▸ EXERCISE
Your task is to return the span of lines beginning at the one with "Query: green tree" and ending at the last line of the data, exactly as it stands.

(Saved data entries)
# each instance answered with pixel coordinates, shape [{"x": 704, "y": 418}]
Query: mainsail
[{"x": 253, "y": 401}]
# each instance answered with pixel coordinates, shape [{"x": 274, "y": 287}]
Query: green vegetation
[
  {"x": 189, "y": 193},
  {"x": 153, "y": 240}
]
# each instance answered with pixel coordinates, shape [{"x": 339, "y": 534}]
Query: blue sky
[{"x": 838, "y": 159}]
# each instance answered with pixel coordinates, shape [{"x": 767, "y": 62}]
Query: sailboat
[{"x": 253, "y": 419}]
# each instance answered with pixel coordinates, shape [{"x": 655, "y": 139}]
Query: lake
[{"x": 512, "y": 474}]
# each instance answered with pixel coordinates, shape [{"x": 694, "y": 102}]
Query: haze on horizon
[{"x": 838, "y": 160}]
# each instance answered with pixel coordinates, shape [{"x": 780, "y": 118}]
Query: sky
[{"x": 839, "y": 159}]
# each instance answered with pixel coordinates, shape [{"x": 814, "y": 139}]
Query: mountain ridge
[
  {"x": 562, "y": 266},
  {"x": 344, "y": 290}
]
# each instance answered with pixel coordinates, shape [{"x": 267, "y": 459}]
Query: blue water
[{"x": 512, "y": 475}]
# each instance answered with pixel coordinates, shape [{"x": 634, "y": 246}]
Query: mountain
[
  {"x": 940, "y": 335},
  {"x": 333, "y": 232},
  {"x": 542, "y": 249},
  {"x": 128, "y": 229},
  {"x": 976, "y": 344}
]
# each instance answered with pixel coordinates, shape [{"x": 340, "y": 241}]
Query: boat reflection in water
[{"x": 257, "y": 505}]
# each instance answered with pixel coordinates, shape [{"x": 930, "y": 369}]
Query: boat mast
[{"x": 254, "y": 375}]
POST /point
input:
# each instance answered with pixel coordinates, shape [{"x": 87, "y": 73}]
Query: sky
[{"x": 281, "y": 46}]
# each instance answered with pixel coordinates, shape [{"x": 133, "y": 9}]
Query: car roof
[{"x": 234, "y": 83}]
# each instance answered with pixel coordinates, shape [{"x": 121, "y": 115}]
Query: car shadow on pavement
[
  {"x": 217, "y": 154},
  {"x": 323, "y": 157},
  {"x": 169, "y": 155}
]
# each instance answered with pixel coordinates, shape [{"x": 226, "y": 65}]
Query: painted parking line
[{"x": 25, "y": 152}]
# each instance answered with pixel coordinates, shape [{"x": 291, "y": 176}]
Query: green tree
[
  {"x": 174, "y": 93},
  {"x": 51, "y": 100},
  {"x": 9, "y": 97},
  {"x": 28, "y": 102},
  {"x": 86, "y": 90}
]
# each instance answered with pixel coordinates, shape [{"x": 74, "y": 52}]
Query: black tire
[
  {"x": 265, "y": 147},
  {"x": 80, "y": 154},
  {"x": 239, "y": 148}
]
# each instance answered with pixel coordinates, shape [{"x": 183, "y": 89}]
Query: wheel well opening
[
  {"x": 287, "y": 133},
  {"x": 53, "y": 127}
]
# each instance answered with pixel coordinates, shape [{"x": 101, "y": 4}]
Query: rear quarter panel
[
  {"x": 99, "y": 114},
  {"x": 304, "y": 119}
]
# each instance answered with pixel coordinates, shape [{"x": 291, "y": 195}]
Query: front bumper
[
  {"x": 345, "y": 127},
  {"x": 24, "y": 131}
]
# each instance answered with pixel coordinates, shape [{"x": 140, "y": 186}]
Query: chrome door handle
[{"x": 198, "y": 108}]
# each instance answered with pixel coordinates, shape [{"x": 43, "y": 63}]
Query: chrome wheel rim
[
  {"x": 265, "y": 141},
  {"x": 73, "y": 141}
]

▸ RESPONSE
Query: green tree
[
  {"x": 174, "y": 93},
  {"x": 51, "y": 100},
  {"x": 9, "y": 97},
  {"x": 28, "y": 102},
  {"x": 86, "y": 90}
]
# each instance answered with pixel coordinates, shape [{"x": 74, "y": 52}]
Query: black tire
[
  {"x": 265, "y": 147},
  {"x": 80, "y": 154},
  {"x": 239, "y": 148}
]
# each instance answered with pixel coordinates, shape [{"x": 183, "y": 89}]
Query: wheel well opening
[
  {"x": 287, "y": 133},
  {"x": 53, "y": 127}
]
# each instance answered with pixel coordinates, shape [{"x": 101, "y": 4}]
Query: rear quarter panel
[
  {"x": 99, "y": 114},
  {"x": 304, "y": 119}
]
# each instance answered with pixel coordinates, shape [{"x": 291, "y": 195}]
Query: front bumper
[
  {"x": 345, "y": 127},
  {"x": 24, "y": 131}
]
# each instance answered with pixel coordinates, shape [{"x": 140, "y": 186}]
Query: chrome door handle
[{"x": 198, "y": 108}]
# each instance answered with pixel coordinates, shape [{"x": 43, "y": 63}]
Query: chrome wheel rim
[
  {"x": 265, "y": 141},
  {"x": 73, "y": 141}
]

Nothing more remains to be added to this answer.